À faire:
Reproduisez à l'identique le passage de l'extrait sur Tristan und Isolde qui commence aux mots « Tristan und Isolde » et s'arrête après « réjouir de tristesse. ».

Extrait:
+--

Ok

En poursuivant votre navigation sur ce site, vous acceptez l'utilisation de cookies. Ces derniers assurent le bon fonctionnement de nos services. En savoir plus.

27 avril 2014

Tristan und Isolde

On n'échappe pas à son destin : si la servante d'Isolde n'avait pas interverti les filtres, Tristan et Isolde auraient bu le poison et seraient mort ; ils boivent à la place le filtre d'amour et, au final, embrassent la mort – la seule différence, ce sont les quatre heures d'opéra que cela prend. Quatre heures durant lesquelles on se bousille le cou et les yeux pour lire les surtitres1 et ne rien perdre d'un livret extrêmement riche. Autant vous le dire tout de suite, c'est peine perdue : si les wagnophiles revoient inlassablement leurs classiques, c'est bien parce que l'opéra nécessite plusieurs écoutes. Quand on est néophyte, on s'extasie pendant toute l'ouverture puis on surnage comme on peut, espérant secrètement à l'ouverture de l'acte suivant que les chanteurs ne se remettent pas à chanter et laissent ce putain de cor nous réjouir de tristesse.

Évidemment, les chanteurs se remettent à chanter, et pas qu'un peu. Alors, après le je ne suis pas un héros (mais un jeune suffisamment ignorant pour ne pas évaluer et craindre le danger) de Siegfried, on passe à l'ultime démystification : l'amour est un poison qui coule dans nos veines car le parfait amant est un amant mort. Pour être éternel, il faut se soustraire au temps et quoi de plus efficace pour cela quand on est un homme que la mort ? De cette logique implacable découle une inversion symbolique du jour et de la nuit. Cette dernière, que le sommeil rapproche de la mort, devient le temps de la vérité, celui d'une vie vécue à l'abri du mensonge et de l'hypocrisie sociale du jour. Les Romains qui sommeillent en nous ne peuvent s'empêcher de frémir et tentent de se rassurer en se rappelant que tout cela résulte d'un amour artificiel2, empoisonné. Comment, pourtant, ne pas voir la lumière ainsi faite sur notre part d'ombre ?

+--

Matériel fourni:
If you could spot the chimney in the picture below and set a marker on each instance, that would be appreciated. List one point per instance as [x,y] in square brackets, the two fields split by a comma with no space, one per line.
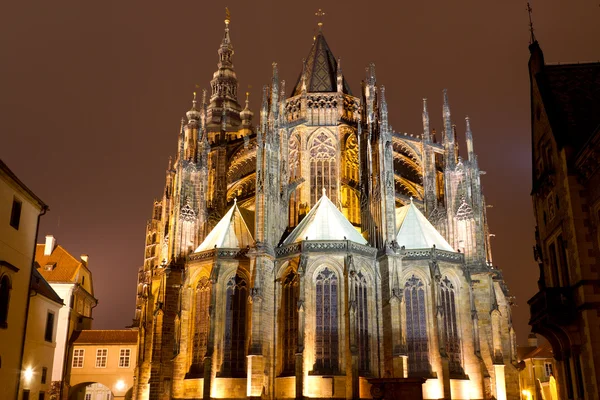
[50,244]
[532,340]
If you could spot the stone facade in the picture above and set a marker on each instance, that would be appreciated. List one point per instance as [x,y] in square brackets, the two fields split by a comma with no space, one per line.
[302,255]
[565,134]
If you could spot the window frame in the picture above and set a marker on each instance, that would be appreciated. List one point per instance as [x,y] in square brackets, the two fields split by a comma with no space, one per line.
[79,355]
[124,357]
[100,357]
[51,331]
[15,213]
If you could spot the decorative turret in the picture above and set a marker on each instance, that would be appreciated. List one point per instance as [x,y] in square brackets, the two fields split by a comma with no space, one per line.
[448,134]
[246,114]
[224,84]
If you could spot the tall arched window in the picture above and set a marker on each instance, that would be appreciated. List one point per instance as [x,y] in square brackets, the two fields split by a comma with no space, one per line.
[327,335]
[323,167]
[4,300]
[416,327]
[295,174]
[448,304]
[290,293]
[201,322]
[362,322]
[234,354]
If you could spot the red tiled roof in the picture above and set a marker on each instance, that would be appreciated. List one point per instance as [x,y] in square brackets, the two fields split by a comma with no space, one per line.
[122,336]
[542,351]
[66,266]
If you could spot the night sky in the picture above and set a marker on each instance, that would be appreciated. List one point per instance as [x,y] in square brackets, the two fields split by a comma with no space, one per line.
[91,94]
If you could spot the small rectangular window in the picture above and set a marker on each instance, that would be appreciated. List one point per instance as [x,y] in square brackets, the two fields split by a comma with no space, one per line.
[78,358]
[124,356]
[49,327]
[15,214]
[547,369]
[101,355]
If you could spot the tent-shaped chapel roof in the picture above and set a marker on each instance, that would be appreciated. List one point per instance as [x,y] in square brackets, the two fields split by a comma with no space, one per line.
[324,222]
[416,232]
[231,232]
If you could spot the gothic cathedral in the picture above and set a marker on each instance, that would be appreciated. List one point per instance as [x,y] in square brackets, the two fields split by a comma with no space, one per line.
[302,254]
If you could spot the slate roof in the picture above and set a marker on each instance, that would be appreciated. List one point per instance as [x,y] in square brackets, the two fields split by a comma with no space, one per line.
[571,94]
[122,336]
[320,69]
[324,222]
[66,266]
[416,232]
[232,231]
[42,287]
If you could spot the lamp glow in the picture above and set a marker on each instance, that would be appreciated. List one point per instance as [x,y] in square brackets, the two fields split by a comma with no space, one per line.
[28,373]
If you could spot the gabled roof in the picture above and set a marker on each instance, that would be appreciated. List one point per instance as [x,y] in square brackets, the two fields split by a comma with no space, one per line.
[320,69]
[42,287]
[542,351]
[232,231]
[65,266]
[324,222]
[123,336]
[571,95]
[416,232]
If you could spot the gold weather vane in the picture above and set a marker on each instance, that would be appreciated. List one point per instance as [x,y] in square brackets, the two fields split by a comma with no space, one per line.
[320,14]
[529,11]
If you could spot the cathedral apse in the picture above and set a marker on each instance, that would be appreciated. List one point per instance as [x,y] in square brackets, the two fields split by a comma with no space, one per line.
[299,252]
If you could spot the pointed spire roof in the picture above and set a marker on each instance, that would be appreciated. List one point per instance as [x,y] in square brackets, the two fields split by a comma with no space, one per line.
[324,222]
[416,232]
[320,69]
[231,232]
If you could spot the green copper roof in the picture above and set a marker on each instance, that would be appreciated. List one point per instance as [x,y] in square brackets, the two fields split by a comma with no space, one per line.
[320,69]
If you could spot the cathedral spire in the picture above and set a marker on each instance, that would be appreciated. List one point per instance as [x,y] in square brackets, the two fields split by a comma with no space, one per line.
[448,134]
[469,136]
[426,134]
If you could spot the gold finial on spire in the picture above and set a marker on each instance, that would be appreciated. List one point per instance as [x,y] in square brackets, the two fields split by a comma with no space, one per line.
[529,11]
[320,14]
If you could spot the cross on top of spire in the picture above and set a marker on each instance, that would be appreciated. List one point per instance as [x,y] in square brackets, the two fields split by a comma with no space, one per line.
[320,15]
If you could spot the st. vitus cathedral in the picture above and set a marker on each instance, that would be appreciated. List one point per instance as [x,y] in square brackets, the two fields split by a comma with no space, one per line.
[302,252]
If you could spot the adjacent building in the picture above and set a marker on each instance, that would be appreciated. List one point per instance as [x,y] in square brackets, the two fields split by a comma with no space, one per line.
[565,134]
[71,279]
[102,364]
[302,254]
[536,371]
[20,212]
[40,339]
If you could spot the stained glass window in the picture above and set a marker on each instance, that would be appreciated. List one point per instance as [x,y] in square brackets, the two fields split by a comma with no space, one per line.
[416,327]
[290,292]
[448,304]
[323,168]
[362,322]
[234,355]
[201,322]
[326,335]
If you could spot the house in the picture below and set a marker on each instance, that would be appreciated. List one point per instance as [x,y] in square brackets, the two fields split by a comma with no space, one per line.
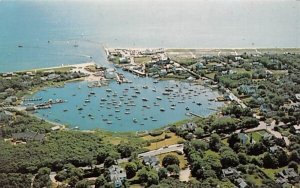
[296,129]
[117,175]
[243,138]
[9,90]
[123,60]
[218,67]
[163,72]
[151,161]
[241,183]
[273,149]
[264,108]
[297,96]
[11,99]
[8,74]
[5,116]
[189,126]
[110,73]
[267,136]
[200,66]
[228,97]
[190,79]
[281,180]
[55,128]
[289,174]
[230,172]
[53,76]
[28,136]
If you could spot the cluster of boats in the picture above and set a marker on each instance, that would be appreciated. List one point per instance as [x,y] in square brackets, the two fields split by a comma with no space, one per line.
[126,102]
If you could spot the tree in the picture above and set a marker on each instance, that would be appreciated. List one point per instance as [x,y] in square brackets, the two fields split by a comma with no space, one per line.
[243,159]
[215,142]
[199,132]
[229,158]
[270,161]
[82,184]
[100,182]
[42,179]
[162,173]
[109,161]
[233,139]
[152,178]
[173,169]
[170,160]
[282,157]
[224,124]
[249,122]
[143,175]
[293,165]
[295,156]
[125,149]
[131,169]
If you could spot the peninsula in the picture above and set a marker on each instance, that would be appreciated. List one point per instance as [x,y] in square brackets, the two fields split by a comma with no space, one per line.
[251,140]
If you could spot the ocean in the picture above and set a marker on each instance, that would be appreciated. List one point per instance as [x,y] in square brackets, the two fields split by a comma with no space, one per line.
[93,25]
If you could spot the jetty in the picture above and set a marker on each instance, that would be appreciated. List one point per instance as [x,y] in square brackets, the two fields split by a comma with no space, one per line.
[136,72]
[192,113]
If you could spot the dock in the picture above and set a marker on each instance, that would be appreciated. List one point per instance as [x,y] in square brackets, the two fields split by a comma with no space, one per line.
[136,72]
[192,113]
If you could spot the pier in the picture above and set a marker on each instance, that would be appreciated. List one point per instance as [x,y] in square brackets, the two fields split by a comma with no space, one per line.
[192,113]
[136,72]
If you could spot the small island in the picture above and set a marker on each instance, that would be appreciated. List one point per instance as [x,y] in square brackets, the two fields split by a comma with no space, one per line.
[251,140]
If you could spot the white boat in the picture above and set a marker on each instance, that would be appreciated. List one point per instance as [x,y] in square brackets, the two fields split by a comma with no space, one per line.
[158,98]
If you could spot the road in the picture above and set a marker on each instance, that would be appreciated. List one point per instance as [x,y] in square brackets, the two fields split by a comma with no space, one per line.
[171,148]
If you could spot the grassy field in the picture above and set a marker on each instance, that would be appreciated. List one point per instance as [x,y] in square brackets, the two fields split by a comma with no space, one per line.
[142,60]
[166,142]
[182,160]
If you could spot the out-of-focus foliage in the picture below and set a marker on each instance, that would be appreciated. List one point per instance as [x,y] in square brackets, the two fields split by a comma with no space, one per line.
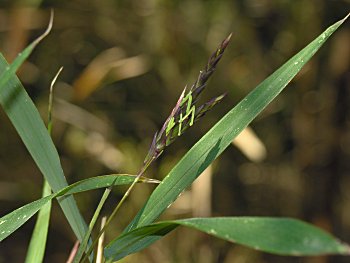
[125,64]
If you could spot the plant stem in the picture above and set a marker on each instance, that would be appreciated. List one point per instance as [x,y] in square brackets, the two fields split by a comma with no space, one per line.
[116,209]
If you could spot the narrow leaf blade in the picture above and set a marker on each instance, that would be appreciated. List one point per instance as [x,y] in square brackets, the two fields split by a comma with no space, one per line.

+--

Réponse:
Tristan und Isolde

On n'échappe pas à son destin : si la servante d'Isolde n'avait pas interverti les filtres, Tristan et Isolde auraient bu le poison et seraient mort ; ils boivent à la place le filtre d'amour et, au final, embrassent la mort – la seule différence, ce sont les quatre heures d'opéra que cela prend. Quatre heures durant lesquelles on se bousille le cou et les yeux pour lire les surtitres1 et ne rien perdre d'un livret extrêmement riche. Autant vous le dire tout de suite, c'est peine perdue : si les wagnophiles revoient inlassablement leurs classiques, c'est bien parce que l'opéra nécessite plusieurs écoutes. Quand on est néophyte, on s'extasie pendant toute l'ouverture puis on surnage comme on peut, espérant secrètement à l'ouverture de l'acte suivant que les chanteurs ne se remettent pas à chanter et laissent ce putain de cor nous réjouir de tristesse.